PROBLEM DETAILS:
Copy the data below, changing every "Mark" to "Outline" and leaving the rest untouched.

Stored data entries
§
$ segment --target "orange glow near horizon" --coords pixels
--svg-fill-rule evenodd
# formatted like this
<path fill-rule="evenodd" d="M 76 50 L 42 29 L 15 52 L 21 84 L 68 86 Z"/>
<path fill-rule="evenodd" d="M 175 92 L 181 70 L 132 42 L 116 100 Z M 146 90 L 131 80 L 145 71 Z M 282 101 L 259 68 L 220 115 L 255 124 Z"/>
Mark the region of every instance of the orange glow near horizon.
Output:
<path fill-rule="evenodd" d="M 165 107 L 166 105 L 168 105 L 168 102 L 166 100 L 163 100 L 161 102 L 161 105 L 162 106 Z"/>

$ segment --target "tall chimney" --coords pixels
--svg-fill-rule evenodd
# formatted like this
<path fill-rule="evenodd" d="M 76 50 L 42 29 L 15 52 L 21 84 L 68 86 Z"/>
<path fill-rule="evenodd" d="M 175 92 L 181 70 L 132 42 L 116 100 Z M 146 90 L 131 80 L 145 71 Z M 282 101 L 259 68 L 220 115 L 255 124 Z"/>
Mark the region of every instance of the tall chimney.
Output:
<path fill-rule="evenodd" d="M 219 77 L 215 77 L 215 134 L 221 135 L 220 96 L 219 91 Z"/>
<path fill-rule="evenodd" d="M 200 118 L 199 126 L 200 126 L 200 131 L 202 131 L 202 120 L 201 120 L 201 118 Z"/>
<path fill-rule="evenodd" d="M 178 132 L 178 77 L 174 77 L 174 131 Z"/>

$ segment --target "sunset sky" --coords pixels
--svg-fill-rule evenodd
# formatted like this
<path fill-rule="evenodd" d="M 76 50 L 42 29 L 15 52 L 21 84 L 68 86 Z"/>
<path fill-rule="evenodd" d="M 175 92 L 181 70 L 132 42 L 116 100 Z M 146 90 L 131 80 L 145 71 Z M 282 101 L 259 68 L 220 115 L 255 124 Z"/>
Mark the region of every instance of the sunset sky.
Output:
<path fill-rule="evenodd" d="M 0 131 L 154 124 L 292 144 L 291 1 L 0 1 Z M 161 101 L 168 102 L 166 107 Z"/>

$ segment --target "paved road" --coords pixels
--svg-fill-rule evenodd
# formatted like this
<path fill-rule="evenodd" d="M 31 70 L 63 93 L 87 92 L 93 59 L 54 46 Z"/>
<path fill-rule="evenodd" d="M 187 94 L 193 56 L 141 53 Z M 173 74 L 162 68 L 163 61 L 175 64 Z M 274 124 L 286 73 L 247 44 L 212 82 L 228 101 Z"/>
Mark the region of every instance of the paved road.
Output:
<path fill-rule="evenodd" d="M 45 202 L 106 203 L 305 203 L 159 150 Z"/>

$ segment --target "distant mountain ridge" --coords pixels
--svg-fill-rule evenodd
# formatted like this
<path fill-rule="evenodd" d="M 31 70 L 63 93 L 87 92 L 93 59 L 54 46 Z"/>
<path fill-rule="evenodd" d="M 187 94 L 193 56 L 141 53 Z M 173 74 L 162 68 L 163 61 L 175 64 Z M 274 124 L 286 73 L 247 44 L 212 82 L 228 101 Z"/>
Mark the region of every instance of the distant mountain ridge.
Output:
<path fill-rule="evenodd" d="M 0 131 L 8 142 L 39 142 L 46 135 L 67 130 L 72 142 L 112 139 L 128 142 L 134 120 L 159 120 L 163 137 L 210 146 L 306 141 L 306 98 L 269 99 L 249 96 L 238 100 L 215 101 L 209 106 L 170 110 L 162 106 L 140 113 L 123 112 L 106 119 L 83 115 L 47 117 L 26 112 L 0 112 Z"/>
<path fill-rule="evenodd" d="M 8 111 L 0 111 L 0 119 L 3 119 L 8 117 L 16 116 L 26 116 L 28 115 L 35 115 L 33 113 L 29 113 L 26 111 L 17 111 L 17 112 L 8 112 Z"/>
§
SOLUTION TO THIS TASK:
$ segment --target "orange glow near horizon" --coords pixels
--svg-fill-rule evenodd
# formatted like this
<path fill-rule="evenodd" d="M 76 50 L 42 29 L 15 52 L 21 84 L 68 86 Z"/>
<path fill-rule="evenodd" d="M 175 92 L 181 70 L 132 42 L 116 100 Z M 146 90 L 131 80 L 145 71 Z M 282 101 L 259 68 L 220 115 L 255 124 Z"/>
Outline the region of every instance of the orange glow near horizon.
Output:
<path fill-rule="evenodd" d="M 165 107 L 166 105 L 168 105 L 168 102 L 166 100 L 163 100 L 161 102 L 161 105 L 162 106 Z"/>

$ segment --target "tall chimney" --coords pixels
--svg-fill-rule evenodd
# formatted like this
<path fill-rule="evenodd" d="M 76 50 L 42 29 L 15 52 L 21 84 L 68 86 Z"/>
<path fill-rule="evenodd" d="M 175 92 L 181 70 L 132 42 L 116 100 Z M 146 90 L 131 80 L 145 71 Z M 282 101 L 259 68 L 220 115 L 255 124 Z"/>
Outline the region of every instance of the tall chimney.
Output:
<path fill-rule="evenodd" d="M 219 77 L 215 77 L 215 134 L 221 135 L 220 96 L 219 91 Z"/>
<path fill-rule="evenodd" d="M 200 118 L 199 126 L 200 126 L 200 131 L 202 131 L 202 120 L 201 120 L 201 118 Z"/>
<path fill-rule="evenodd" d="M 178 132 L 178 77 L 174 77 L 174 131 Z"/>

$ segment --target "sunset sky" --coords pixels
--svg-fill-rule evenodd
# formatted like this
<path fill-rule="evenodd" d="M 76 50 L 42 29 L 15 52 L 21 84 L 68 86 Z"/>
<path fill-rule="evenodd" d="M 175 92 L 181 70 L 132 42 L 116 100 Z M 146 90 L 131 80 L 145 71 Z M 282 101 L 259 68 L 220 115 L 255 124 Z"/>
Outline the region of every instance of the sunset sky.
Output:
<path fill-rule="evenodd" d="M 0 131 L 154 124 L 292 144 L 291 1 L 0 1 Z M 161 101 L 168 102 L 166 107 Z"/>

$ segment --target "paved road" --coords pixels
--svg-fill-rule evenodd
# formatted like this
<path fill-rule="evenodd" d="M 31 70 L 63 93 L 87 92 L 93 59 L 54 46 Z"/>
<path fill-rule="evenodd" d="M 187 94 L 193 56 L 141 53 Z M 173 74 L 162 68 L 163 61 L 175 64 Z M 274 124 L 286 73 L 247 44 L 212 82 L 228 101 Z"/>
Outline the region of every instance of the paved road.
Output:
<path fill-rule="evenodd" d="M 45 202 L 106 203 L 305 203 L 159 150 Z"/>

$ segment --target "distant mountain ridge" --coords pixels
--svg-fill-rule evenodd
# formatted like this
<path fill-rule="evenodd" d="M 31 70 L 63 93 L 87 92 L 93 59 L 54 46 Z"/>
<path fill-rule="evenodd" d="M 187 94 L 193 56 L 141 53 Z M 173 74 L 162 68 L 163 61 L 175 64 Z M 274 124 L 286 73 L 247 44 L 212 82 L 228 101 Z"/>
Outline the region of every instance of the distant mountain ridge.
Output:
<path fill-rule="evenodd" d="M 0 131 L 8 142 L 39 142 L 46 135 L 67 130 L 72 142 L 112 139 L 128 142 L 134 120 L 159 120 L 163 137 L 210 146 L 306 141 L 306 98 L 269 99 L 249 96 L 238 100 L 215 101 L 209 106 L 170 110 L 162 106 L 140 113 L 123 112 L 106 119 L 83 115 L 47 117 L 26 112 L 0 112 Z"/>
<path fill-rule="evenodd" d="M 8 111 L 0 111 L 0 119 L 3 119 L 8 117 L 16 116 L 26 116 L 28 115 L 35 115 L 33 113 L 29 113 L 26 111 L 17 111 L 17 112 L 8 112 Z"/>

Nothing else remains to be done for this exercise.